## The request
Could you return every one of the records below word for word, leaving the pictures out?

## Entries provided
===

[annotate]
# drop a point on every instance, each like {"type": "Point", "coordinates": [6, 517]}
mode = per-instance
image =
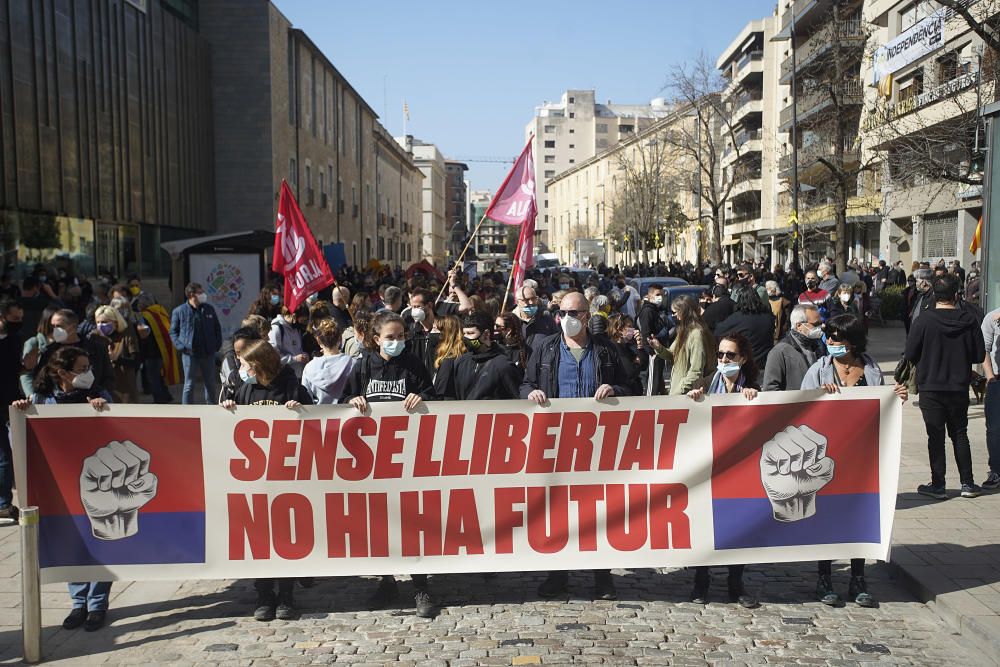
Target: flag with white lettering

===

## Written solution
[annotate]
# drop a point on every instance, each like {"type": "Point", "coordinates": [6, 517]}
mode = per-instance
image =
Target: flag with white lettering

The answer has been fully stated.